Extracted records >>

......

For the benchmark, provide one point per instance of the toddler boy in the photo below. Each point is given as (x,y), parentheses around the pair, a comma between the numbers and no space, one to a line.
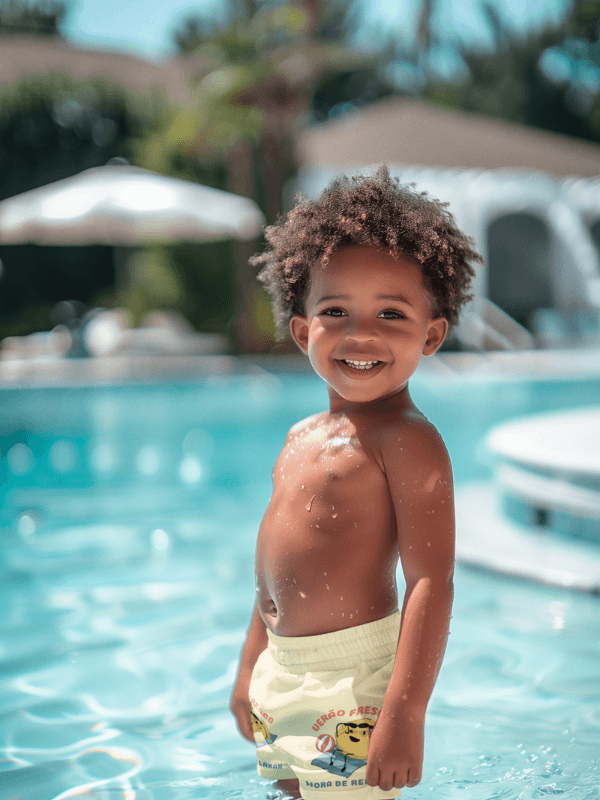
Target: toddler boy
(334,681)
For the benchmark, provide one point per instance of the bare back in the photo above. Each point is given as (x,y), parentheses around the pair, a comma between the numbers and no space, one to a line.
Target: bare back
(327,547)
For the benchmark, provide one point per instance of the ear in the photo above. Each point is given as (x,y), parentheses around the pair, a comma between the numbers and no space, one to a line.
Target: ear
(299,331)
(436,333)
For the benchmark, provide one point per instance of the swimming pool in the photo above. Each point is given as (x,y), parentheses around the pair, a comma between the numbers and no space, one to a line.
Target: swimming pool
(128,518)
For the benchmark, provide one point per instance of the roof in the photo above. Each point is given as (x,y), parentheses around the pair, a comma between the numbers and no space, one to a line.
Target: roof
(409,131)
(22,56)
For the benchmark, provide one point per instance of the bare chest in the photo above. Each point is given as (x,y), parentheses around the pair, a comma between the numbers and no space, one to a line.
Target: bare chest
(332,476)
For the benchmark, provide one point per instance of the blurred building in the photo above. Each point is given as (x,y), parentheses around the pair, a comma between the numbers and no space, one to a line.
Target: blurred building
(529,198)
(23,57)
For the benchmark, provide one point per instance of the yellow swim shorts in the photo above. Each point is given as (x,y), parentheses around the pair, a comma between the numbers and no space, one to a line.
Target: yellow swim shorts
(315,701)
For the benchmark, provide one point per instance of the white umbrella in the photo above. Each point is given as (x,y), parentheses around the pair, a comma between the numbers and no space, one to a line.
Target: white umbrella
(125,206)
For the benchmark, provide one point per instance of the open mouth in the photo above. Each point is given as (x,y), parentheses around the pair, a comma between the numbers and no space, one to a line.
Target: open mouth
(361,366)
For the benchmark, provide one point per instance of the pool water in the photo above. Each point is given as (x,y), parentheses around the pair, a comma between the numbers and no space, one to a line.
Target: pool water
(128,519)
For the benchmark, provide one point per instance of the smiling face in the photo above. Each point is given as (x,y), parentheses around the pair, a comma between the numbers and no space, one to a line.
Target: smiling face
(368,322)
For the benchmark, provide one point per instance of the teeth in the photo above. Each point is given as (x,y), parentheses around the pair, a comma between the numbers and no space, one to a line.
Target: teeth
(360,364)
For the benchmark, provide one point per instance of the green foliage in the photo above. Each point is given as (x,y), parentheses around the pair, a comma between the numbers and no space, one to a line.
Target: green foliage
(509,82)
(45,18)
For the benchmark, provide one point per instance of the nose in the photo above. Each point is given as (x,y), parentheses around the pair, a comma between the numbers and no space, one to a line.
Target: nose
(361,332)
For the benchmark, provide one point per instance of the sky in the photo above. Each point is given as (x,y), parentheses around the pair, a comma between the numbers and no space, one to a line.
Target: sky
(143,27)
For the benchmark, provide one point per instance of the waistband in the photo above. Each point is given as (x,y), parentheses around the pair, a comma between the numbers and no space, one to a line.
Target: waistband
(343,649)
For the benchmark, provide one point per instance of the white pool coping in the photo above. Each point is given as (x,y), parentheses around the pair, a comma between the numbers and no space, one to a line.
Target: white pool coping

......

Objective >>
Each record should be quoted exactly, with the images omitted.

Result >>
For the benchmark, provide one point per instance of the toddler boy in the photo below. Each point is given as (x,y), parentheses around the pair, a comma between the numbers and no space, one to a line.
Target: toddler boy
(334,681)
For the benchmark, provide one point per instance of the bare back in the photo above. Each point is given as (x,y), parentheses around the pair, a comma between the numbers and no space, one to a line.
Target: bare back
(327,547)
For the benchmark, provide one point per instance of the ear in the photo above. Each point is given as (x,y), parentheses around the pair, a comma between the numbers and no space, one to a line.
Target: ear
(299,331)
(436,333)
For the benchmark, provide one point per instance of the swimming pool in the photo above. Each point is given as (x,y), parentheses around the pair, a comma between the numbers and no space, one to a line.
Target: swimming pool
(128,518)
For the benchmark, provide one point per instance of the roof in the photo above. Each point is given as (x,y), parentheses around the pair, a comma between the numbers and no space, one to a line.
Target: roof
(409,131)
(22,56)
For the benchmark, provide one point per instance of the bare chest in the photo above. Each point is given as (x,y), parentheses around the pair, a comma between the numbers and no space, one to a line.
Target: bare chest
(332,476)
For the benchmark, provide one point per instance of the blurred building in the photo above. Each point is given as (x,y), parentheses around the pair, a comma between the numbers and no space, one to a line.
Target: blurred building
(529,198)
(23,57)
For the benchmark, provide one point per instance of the yellow swim shorts in the photo above. Each point is given as (x,y), parentheses around the pair, a comma between the numbers and no space, one to a line.
Target: yellow swim shorts
(315,701)
For the benchmark, provide one point per instance of the white umbrella in the photo above. Each point is given as (x,y), parentheses around the pair, a comma between the numbers and no space, one to a line.
Target: white umbrella
(125,206)
For the benchmark, provide one point per instance of the open mouth in the photo above. Each point is given as (x,y), parentheses around the pair, a comma between the numbers and no space, one to a line.
Target: open mouth
(361,366)
For the benchmark, provide one point per instance of the pool water in the photo above. Each point is given as (x,y), parentheses around the pair, a comma between the numbers and no space, one to a line.
Target: pool water
(128,519)
For the benchmark, provide one point per instance of the smiling face in the photo above. Each point is given as (x,y), parentheses around the pair, a comma between the numbers and no space, one to a line.
Target: smiling face
(368,322)
For the benchmark, provide one point per instance of the teeth in the photo above. Each point is given as (x,y), parentheses around the pair, a comma between the numbers and no space, one to a line.
Target: teeth
(360,364)
For the benchmark, provide one point per instance of the green foliage in the photo above. Each point is given as (x,y), parentheses around the pair, a comma between the numbers and no space, one to a line.
Target: green foliage
(509,82)
(45,18)
For the benchmark, provide one point per instance of the nose in the photo above. Each point is given as (x,y), parentheses around the pair, a comma between the numbers and no space, one to a line.
Target: nose
(361,332)
For the benchmark, provide one point per instance of the sky in the photo above. Each point is given as (x,y), parentheses around the pair, a comma between the numbers and no space, one to a line.
Target: sky
(143,27)
For the benchmark, provide one point per instance of the waistband in the photo above. Each point is given as (x,y), parentheses around the pair, a comma between the numbers and no space, one to a line.
Target: waistband
(343,649)
For the benchmark, provide one point per instance of the white pool coping in the photo above. Each point is given as (x,y), parentheses around the pair, a comma between the numbers and no space, one to a line.
Target: white pool coping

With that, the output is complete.